EXERCISE OBJECTIVE
Retype every one of the following rows character for character, keeping each line, space, and mark unchanged.
□ □ □ □ □
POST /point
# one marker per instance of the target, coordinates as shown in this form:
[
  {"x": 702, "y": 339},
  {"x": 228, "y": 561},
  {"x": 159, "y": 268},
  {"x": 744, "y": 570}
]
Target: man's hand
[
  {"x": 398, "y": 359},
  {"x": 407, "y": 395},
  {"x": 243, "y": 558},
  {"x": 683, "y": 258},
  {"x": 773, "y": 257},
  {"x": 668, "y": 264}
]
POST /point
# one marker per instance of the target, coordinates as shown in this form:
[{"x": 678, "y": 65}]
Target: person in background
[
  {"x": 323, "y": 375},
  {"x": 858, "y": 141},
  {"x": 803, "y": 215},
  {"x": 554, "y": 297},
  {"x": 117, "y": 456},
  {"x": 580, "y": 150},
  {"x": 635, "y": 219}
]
□ □ □ □ □
EXERCISE SOLUTION
POST /point
# one marker per instance of the target, coordinates as shown in this form:
[
  {"x": 702, "y": 339},
  {"x": 228, "y": 561},
  {"x": 159, "y": 268},
  {"x": 744, "y": 570}
]
Target: man's hand
[
  {"x": 398, "y": 359},
  {"x": 407, "y": 395},
  {"x": 243, "y": 558},
  {"x": 683, "y": 258},
  {"x": 773, "y": 257},
  {"x": 668, "y": 264}
]
POST /point
# one marker per instance of the target, coordinates as shown in this form:
[{"x": 678, "y": 65}]
Target: person in background
[
  {"x": 323, "y": 375},
  {"x": 858, "y": 141},
  {"x": 803, "y": 215},
  {"x": 554, "y": 297},
  {"x": 117, "y": 456},
  {"x": 580, "y": 150},
  {"x": 635, "y": 219}
]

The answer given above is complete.